Records from a dataset =>
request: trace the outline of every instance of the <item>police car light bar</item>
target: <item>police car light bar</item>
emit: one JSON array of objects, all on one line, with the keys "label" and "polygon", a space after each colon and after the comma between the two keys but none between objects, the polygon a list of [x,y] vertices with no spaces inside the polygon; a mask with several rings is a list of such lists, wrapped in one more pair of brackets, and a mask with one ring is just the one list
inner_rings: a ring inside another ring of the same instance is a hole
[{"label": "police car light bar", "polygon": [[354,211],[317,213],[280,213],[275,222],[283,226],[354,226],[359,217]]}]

DIRECTIONS FOR THIS TASK => Copy these lines exactly as they appear in the data.

THE ANSWER =>
request: trace the outline of every instance of the <item>police car light bar</item>
target: <item>police car light bar</item>
emit: one JSON array of objects, all on one line, with the keys "label" and "polygon", a space after each colon and after the comma between the two keys but none between objects, the polygon a list of [x,y] vertices with no spaces inside the polygon; a mask with several rings is a list of such lists, wrapped in one more pair of brackets, and a mask with one ring is just the one list
inner_rings: a ring inside another ring of the same instance is a hole
[{"label": "police car light bar", "polygon": [[354,211],[317,213],[280,213],[275,222],[283,226],[354,226],[359,217]]}]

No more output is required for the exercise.